> [Text provided]:
::::::::::
I'm 18 and my sister is 16, almost 17 and we've been fighting with each other every since we could talk more or less. My sister is my mothers favourite, and she's even admitted that to a certain degree, and my mother and I have a rocky relationship, so if my sister and I ever argued (or still argue) she will always aim scolding at me first even if she doesn't know what the situation is. I thought that our relationship might improve as we got older, but he problem with my sister is that she is very over sensitive, she gets upset easily by not very big things, and the other problem is she is a record grudge holder and will hold on to any arguments and thing I've ever done to her and uses it to fuel other arguements about how horrible I am, where as I usually forgive and forget and block out the bad arguements even if I try and remember them. So when it comes to defending my self in these arguements all I can say is 'stop always bringing up the past' but that never does any good. My sister and I barely talk, if we do it'll start another arguement. Up until about 2 weeks ago before we went on holiday together and shared a room for two weeks I thought that one day she would just get over all the grudges and we'd be able to get on like my friends and their siblings, but afterwards I actually realise how passionately she hates me, and I don't think we will ever have a relationship.
::::::::::
> [Provided information]:
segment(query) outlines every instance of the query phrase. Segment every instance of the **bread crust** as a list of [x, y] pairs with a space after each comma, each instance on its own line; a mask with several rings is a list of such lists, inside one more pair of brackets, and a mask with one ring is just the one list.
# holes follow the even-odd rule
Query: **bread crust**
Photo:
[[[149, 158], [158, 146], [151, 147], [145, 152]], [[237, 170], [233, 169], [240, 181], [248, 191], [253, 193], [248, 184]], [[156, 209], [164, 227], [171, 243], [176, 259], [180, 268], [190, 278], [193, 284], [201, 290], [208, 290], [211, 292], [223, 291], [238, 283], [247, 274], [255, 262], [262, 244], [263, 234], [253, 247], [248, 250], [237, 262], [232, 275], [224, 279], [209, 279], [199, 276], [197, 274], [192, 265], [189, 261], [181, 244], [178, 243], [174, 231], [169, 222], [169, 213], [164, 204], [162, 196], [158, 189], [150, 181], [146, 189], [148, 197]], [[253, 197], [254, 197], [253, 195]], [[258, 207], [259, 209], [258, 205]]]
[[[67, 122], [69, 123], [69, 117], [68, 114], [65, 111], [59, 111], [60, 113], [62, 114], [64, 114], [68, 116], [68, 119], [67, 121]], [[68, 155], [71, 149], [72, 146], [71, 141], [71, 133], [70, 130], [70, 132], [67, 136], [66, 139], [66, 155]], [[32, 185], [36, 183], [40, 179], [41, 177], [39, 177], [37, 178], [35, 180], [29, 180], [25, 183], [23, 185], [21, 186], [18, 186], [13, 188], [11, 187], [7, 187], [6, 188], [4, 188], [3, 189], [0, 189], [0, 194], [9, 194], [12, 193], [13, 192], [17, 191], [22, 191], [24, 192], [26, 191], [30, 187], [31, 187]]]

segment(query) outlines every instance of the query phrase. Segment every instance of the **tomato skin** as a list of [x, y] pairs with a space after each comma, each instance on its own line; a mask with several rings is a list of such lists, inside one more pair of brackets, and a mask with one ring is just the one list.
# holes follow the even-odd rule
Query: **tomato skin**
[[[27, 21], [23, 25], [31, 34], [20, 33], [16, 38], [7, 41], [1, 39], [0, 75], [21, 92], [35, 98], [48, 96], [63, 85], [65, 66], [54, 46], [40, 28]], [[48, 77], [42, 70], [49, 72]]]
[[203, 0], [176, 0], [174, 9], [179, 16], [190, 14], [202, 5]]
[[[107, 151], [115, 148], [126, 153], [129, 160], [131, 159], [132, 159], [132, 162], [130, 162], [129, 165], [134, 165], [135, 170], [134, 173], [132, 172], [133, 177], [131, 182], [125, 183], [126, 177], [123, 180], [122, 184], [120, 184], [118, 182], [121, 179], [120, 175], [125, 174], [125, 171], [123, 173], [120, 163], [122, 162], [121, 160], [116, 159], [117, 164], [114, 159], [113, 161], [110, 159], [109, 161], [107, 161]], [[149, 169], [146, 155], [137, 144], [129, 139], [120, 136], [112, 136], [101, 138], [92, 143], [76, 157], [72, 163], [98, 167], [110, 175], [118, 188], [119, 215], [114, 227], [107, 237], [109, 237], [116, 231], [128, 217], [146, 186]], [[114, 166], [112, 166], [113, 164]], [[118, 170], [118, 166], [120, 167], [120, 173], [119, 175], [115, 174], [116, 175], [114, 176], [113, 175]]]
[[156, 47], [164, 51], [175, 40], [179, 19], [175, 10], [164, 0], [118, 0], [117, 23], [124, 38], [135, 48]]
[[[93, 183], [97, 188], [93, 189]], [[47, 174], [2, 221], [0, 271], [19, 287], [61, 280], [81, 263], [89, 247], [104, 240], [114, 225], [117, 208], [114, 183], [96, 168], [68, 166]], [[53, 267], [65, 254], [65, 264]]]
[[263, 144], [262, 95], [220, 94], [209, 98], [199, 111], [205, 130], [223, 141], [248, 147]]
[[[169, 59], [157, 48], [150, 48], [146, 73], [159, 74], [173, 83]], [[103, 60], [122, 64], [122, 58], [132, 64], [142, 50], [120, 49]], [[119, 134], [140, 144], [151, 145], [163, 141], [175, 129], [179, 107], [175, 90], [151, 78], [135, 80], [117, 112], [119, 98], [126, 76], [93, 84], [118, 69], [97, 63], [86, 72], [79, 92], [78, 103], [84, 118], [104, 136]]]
::::::::::
> [Your tasks]:
(1) Summarize the text about the narrator's sister in two sentences.
(2) Write a continuation of the text about the narrator's sister, beginning after its final sentence.

> [The replies]:
(1) The 18-year-old writer and a sister of almost 17 have fought since they could talk, and their mother, who favors the sister, scolds the writer first in any argument. The sister is oversensitive and holds grudges that fuel new fights, and after two weeks sharing a room on holiday, the writer saw how passionately the sister hates the writer and no longer expects the two to ever have a relationship.

(2)
My sister and i have not spoken in about 3 days, not because of an arguemtne, we just havent spoken, today my sister was doing artwork on The kitchen table and I went to the fridge and sow some chocolate brownie things she'd made, I asked her if I could have one, she said no, I asked why and she said because you're a horrible person.
She doesnt forgive, I don't know what to do, she just makes me so angry, if someone has a similar experience, please share what you did to help, thank you.
4 Answers
- Anonymous9 years ago
It sounds like you do not win any arguments, if that is the case I think I would give up all of this rubbish and let her argue with her self.why care what she wants to. Argue about,just tell her. You do not care you have better things to do. Walk always, go out , just get out of her way. Just play a game with her of ignoring etc. she must be sick of it when you never responded with your. Normal comment.do not tell her, but I think you could be the last one laughing at her. But do not try to. Annoy her, or aner her, but you will start to see her trying to figure you out.but I think you will win.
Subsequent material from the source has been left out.